──────── DATA EXCERPTS
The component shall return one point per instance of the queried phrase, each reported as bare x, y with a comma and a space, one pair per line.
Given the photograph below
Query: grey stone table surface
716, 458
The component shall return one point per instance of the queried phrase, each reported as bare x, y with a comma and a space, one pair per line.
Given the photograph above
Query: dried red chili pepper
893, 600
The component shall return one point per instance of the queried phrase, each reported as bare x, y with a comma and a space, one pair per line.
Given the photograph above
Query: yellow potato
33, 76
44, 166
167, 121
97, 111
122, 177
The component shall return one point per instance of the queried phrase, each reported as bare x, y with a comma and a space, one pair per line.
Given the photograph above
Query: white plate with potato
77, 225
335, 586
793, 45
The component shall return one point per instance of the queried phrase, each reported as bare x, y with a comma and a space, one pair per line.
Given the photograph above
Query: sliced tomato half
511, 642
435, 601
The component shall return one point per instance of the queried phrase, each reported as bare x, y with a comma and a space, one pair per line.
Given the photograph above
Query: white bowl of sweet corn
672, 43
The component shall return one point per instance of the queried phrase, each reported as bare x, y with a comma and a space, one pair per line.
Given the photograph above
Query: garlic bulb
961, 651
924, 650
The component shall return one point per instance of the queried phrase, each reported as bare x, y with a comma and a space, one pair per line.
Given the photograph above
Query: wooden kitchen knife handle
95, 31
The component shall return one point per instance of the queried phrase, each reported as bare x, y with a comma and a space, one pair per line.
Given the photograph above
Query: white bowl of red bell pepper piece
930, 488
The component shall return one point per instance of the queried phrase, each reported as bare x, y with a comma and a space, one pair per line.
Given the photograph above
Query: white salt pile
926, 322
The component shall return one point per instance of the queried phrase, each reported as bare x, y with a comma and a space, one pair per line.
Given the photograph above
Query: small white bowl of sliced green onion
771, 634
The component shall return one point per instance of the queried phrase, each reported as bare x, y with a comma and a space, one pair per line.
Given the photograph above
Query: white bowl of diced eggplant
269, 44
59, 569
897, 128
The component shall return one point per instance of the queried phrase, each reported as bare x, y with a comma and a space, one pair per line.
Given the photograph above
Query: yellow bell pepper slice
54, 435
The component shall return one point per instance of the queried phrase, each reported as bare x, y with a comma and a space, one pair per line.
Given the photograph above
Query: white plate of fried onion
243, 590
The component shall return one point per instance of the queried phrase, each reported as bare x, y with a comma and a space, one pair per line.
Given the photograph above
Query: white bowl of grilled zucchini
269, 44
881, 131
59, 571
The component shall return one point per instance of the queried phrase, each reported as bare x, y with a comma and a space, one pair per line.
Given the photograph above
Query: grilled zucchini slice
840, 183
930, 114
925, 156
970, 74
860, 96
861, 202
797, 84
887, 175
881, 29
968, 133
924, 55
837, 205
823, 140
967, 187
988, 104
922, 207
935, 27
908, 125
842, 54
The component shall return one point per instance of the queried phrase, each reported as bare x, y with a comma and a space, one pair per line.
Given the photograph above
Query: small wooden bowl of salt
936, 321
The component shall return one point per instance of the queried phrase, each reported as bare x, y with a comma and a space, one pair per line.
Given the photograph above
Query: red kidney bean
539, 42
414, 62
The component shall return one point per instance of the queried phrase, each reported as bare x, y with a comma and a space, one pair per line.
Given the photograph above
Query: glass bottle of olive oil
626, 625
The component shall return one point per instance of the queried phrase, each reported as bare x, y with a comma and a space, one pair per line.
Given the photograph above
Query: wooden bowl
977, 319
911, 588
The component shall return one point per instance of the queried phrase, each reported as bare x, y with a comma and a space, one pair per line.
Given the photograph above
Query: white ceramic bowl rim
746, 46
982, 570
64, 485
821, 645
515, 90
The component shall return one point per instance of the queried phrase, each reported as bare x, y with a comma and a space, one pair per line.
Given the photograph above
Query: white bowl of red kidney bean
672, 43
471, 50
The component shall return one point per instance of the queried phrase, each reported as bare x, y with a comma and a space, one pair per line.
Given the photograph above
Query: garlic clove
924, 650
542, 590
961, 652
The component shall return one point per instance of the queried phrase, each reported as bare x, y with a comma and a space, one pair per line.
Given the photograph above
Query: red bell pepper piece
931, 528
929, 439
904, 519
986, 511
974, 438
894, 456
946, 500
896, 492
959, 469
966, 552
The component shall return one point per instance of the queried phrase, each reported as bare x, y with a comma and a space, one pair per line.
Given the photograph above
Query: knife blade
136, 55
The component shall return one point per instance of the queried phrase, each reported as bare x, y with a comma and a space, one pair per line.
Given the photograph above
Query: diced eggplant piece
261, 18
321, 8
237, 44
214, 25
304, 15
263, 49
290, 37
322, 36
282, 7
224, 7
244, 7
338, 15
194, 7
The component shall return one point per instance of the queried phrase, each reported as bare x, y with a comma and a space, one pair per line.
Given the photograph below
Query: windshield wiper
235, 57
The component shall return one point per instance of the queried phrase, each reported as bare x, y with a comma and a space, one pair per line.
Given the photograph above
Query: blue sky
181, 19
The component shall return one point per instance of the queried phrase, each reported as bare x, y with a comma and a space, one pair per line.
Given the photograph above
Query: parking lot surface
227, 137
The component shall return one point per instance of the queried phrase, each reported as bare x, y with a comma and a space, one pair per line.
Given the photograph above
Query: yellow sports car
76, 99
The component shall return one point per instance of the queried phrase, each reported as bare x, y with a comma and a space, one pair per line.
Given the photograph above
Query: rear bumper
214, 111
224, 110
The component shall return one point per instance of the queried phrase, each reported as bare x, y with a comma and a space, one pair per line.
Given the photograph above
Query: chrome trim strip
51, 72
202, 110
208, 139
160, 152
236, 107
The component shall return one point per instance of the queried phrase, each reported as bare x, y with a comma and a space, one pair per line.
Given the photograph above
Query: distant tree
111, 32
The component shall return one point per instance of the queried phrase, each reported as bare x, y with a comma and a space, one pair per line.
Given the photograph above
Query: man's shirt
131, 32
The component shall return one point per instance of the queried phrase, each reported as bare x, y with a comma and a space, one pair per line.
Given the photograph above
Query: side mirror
────────────────
TASK ITEM ▸ Please return all of the entries exactly as they were given.

OUTPUT FOR THIS TASK ▸
The component shall return one point per instance of the queried phrase, each reported as bare x, y with a comma and a space, one pair per line.
Given the photograph below
Query: grey stone table surface
716, 458
The component shall return one point per instance of the queried phrase, each reported as bare x, y with a comma and a space, one pair per line.
Given the photograph above
Query: dried red chili pepper
893, 600
The component shall return one point per instance of the queried phrase, each reported as bare x, y with a comma and a space, one pair per line.
Given the photograph above
Query: yellow potato
33, 76
44, 166
167, 121
97, 111
122, 177
The component shall return one point per instance of the queried phrase, each reported as bare x, y with a comma and a space, one pair per line.
Given the photograph above
Query: white plate with potato
77, 225
335, 586
793, 45
The component shall return one point per instance of the queried phrase, each reported as bare x, y with a comma and a space, one pair per line.
Given the photograph above
Query: sliced tomato half
511, 642
435, 601
The component shall return one point per instance of the queried phrase, each reported as bare x, y with a comma and a space, one pair per line.
Given the photograph above
Query: white bowl of sweet corn
672, 43
The component shall return one point per instance of the queried phrase, each reported as bare x, y with a comma and a space, one pair per line.
Given the photograph above
Query: garlic bulb
961, 651
924, 650
The component shall return one point per instance of the queried phrase, each reported as bare x, y with a comma and a space, one pair per line.
Given the photograph above
Query: wooden kitchen knife handle
95, 31
The component shall return one point per instance of the queried phrase, each reported as bare x, y with a comma and a space, one pair per line.
Given the photograph above
Query: white bowl of red bell pepper piece
930, 488
The component shall return one point per instance of the queried phrase, each reported as bare x, y with a comma and a space, one pair per line.
Given the photograph above
Query: white salt pile
926, 322
The component shall return one point per instance of the queried phrase, each reported as bare x, y with a comma and a space, one pair per line.
Given the photograph above
Query: small white bowl of sliced green onion
771, 634
The component shall return one point per instance of the queried phrase, each reported as bare x, y with a comma and a space, one pair per line.
Given the photograph above
Query: white bowl of diced eggplant
269, 44
59, 569
897, 128
The component shall return one point per instance of the queried phrase, each reported as bare x, y with a comma and a space, one pair per line.
Given the photograph above
Query: yellow bell pepper slice
54, 435
The component shall return one point per instance of the queried phrase, each reported as bare x, y with a comma and a space, one pair per line.
Given the photograph above
Query: white plate of fried onion
243, 590
The component shall return one point per instance of the queried phrase, each reported as bare x, y with a comma and a space, one pair per line.
Given the photograph above
Query: white bowl of grilled zucchini
269, 44
881, 131
59, 571
The component shall return one point per instance of the queried phrase, each reported as bare x, y with a comma and a space, one pair per line.
Given the photograph above
Query: grilled zucchini slice
840, 183
930, 114
925, 156
970, 74
860, 96
861, 202
797, 84
887, 175
881, 29
968, 133
924, 55
837, 205
823, 140
967, 187
988, 104
922, 207
935, 27
908, 125
842, 54
The component shall return one point per instance of the queried phrase, each reported as bare x, y with a comma and a space, one pair per line.
Given the photograph above
Query: small wooden bowl of salt
936, 321
The component shall return one point per instance of the queried phrase, each reported as bare x, y with a comma and a space, one pair per line.
Given the photograph above
Query: red kidney bean
539, 42
414, 62
The component shall return one point per instance of the queried phrase, each reported as bare x, y with a comma and a space, one pair per line.
Given the photograph above
Query: glass bottle of olive oil
626, 625
The component shall return one point per instance of the queried phrase, each reported as bare x, y with a comma and a space, one pair per line.
Given the photograph above
Query: wooden bowl
977, 319
911, 588
The component shall return one point per instance of the queried phrase, each reported as bare x, y with a comma and a space, one pair per line.
Given the photograph above
Query: white ceramic bowl rim
746, 46
982, 570
64, 485
821, 645
515, 90
The component shall return one point per instance of the queried phrase, each reported as bare x, y with a comma and a space, one pair per line.
Given the photograph above
Query: white bowl of red kidney bean
672, 43
471, 50
The component shall return one point per instance of the queried phrase, each reported as bare x, y with a comma and a space, one pair per line.
Given the photograph above
Query: garlic clove
924, 650
542, 590
961, 652
The component shall return one point per instance of the queried phrase, each reported as bare x, y with a comma and a space, one pair per line.
Given the photograph above
Query: red bell pepper piece
931, 528
929, 439
904, 519
986, 511
974, 438
894, 456
946, 500
896, 492
959, 469
966, 552
The component shall return one point per instance of the queried phrase, each reported as bare x, y with a comma and a space, one pair per line.
Given the photograph above
Query: knife blade
136, 55
The component shall return one point per instance of the queried phrase, each reported as bare x, y with a comma and a space, one pair per line.
Given the photograph above
Query: diced eggplant piece
261, 18
321, 8
237, 44
214, 25
304, 15
263, 49
290, 37
322, 36
282, 7
224, 7
244, 7
338, 15
194, 7
The component shall return one point per instance of the queried phrase, each reported as bare x, y with a comma and a space, one pair per line.
Given the photograph below
Query: windshield wiper
235, 57
The component shall return one point per instance of the queried phrase, each reported as bare x, y with a comma and a space, one pair per line.
Given the photograph above
Query: blue sky
181, 19
The component shall return one point per instance of the queried phrase, each reported as bare x, y with a comma and a space, one pair per line.
Given the photograph above
Query: parking lot surface
227, 137
The component shall return one point per instance of the queried phrase, each reported as bare x, y with a comma and a space, one pair per line.
Given the photograph above
Query: yellow sports car
76, 99
The component shall return one point per instance of the queried phrase, each reported as bare x, y with a comma and a space, one pair per line.
Given the photograph above
Query: rear bumper
214, 111
224, 110
The component shall return one point per instance of the queried phrase, each reported as bare x, y with a comma and a space, one pair per line.
Given the photograph above
Query: chrome trim strip
51, 72
202, 110
208, 139
160, 152
236, 107
The component shall return one point per instance of the queried phrase, each reported as bare x, y with a comma and a space, one pair per line.
Given the photograph above
Query: distant tree
111, 32
The component shall return one point per instance of the queried phrase, each reported as bare x, y with a comma and a space, one pair per line.
Given the photograph above
Query: man's shirt
131, 32
The component shall return one point per instance of the queried phrase, each reported as bare x, y with a comma and a space, one pair per line.
Given the photograph above
Query: side mirror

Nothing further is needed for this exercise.